Records -
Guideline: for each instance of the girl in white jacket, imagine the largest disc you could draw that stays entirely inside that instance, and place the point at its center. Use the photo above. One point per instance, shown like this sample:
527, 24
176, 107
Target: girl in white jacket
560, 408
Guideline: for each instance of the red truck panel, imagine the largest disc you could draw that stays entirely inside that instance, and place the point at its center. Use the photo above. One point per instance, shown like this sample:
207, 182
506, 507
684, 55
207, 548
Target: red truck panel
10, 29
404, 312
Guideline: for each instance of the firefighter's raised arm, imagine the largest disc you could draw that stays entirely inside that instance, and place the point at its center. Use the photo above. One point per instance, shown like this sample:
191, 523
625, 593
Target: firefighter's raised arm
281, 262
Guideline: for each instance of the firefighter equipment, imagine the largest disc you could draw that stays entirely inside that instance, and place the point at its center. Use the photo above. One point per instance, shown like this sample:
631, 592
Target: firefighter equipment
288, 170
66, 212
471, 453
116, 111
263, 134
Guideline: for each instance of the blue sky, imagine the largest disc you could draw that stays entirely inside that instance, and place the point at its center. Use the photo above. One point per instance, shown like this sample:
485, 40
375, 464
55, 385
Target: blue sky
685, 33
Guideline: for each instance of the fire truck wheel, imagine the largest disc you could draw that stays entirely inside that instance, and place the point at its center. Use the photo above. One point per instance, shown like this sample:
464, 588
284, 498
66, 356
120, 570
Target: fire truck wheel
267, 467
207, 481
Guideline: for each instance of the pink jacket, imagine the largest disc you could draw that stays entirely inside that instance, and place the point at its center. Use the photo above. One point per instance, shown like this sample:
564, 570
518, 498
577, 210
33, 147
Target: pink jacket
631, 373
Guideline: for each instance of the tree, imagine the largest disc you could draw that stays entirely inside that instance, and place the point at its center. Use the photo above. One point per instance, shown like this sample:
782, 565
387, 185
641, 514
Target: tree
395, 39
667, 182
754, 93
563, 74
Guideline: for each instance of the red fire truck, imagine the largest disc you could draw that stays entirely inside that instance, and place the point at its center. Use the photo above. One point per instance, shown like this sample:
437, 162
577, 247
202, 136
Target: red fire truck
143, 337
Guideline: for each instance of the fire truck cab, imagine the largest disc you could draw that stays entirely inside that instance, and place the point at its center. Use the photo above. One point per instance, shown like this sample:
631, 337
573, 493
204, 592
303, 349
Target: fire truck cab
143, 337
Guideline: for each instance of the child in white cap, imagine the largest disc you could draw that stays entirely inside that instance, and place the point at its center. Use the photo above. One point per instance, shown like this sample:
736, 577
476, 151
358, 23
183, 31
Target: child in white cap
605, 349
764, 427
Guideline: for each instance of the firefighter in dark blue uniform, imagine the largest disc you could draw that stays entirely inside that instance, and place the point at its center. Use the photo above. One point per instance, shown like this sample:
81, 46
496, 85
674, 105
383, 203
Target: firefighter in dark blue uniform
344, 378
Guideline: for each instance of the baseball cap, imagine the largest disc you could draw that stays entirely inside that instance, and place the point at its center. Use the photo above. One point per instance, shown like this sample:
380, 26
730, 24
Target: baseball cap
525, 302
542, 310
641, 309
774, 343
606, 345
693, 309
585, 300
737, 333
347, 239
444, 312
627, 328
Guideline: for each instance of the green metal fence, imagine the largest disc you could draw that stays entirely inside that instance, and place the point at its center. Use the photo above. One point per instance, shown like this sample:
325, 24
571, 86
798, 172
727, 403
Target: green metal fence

Job -
Output the complete data exactly as written.

Full solution -
Guideline: for each instance of the girl in white jacket, imagine the largest disc you could draw that stays entirely inside that instance, and place the point at its center. Use the photo above. One point per instance, shown like this sample:
527, 24
176, 107
Target: girl in white jacket
560, 408
Guideline: for each instance of the red truck panel, imagine the largest disc you could draw that stays entirely inside that instance, and place the point at its center. Use the photo above. One point per instance, shown like this sample:
207, 182
506, 507
684, 55
207, 548
Target: red truck panel
10, 29
404, 312
Guideline: for each instance of the firefighter's raised arm, imagine the largest disc you could draw that stays entirely inside that instance, and place the point at its center. Use the photo above. One point per instance, shown like this sample:
191, 523
625, 593
Target: firefighter's raised arm
281, 262
Guideline: for each instance of the firefighter equipment, imagine the largest disc you could draw that stays entirely inside that instance, and place the point at its center. Use the photo above. One point per instance, shown like this sample:
631, 592
Target: firefighter equipment
288, 170
66, 212
471, 453
116, 111
263, 134
Guideline: for each instance of the blue sky, imagine the largest disc you could draw that stays entirely inside that instance, and place the point at its center. Use the photo above. One point per instance, shown like this sample:
485, 40
375, 464
55, 385
Target: blue sky
685, 33
Guideline: for each instance of the fire truck wheel, imagine the largest disc you could draw that stays entirely inside that instance, and place the point at its center. Use the photo above. One point per instance, shown like this sample:
464, 588
284, 498
66, 356
120, 570
Target: fire truck wheel
267, 467
207, 481
Guideline: for each instance of the pink jacket, imagine the largest disc you could draw that stays entirely inside that instance, and place the point at its center. Use the photo above. One point per instance, shown like this sample:
564, 570
518, 498
577, 210
33, 147
Target: pink jacket
631, 373
Guideline: for each instance of the tree, imagine the largest disc you could draw that stays entirely inside that instance, and place the point at its center. Use the photo above. One point per instance, shown like this sample:
782, 565
387, 185
641, 514
Target: tree
395, 39
667, 182
754, 93
563, 74
Guideline: for each instance of the red fire truck, imagine the largest disc you could draw that stays entirely inside that instance, and place the point at its center. Use the photo above. One point per instance, shown like this sample:
437, 162
577, 247
202, 136
Target: red fire truck
143, 337
Guideline: for each instance of the fire truck cab, imagine the largest disc you could draw that stays entirely inside that instance, and place the point at its center. Use the photo above. One point per instance, shown like this sample:
631, 337
573, 493
204, 592
303, 349
Target: fire truck cab
143, 337
Guideline: for each instance of the child in white cap, imagine the largest disc you could draw that stays entirely inside that instance, and place the point at its center. Use the photo above. One point per instance, shown like this sample:
736, 577
476, 151
358, 23
183, 31
Target: child in white cap
605, 349
764, 427
Guideline: for each instance of the firefighter in dark blue uniform, imagine the largest disc you could draw that stays entirely inside that instance, and place the point at its center. Use the photo above. One point per instance, shown like this sample:
81, 46
496, 85
674, 105
383, 203
Target: firefighter in dark blue uniform
344, 378
Guideline: for each instance of the baseball cap, imagine the largest disc you could draw that stays entirely inside that instance, and place the point at its center. Use the photo above. One point per instance, shown like this sample:
380, 26
730, 24
Target: baseball cap
525, 302
542, 310
641, 309
774, 343
606, 345
693, 309
585, 300
737, 333
347, 239
444, 312
627, 328
Guideline: for each instance of the green metal fence, imagine the largest disc you could draw that stays entirely inside that instance, and place the point at its center. Use the photo above. One point per instance, shown like this sample:
325, 24
571, 86
798, 172
727, 403
Target: green metal fence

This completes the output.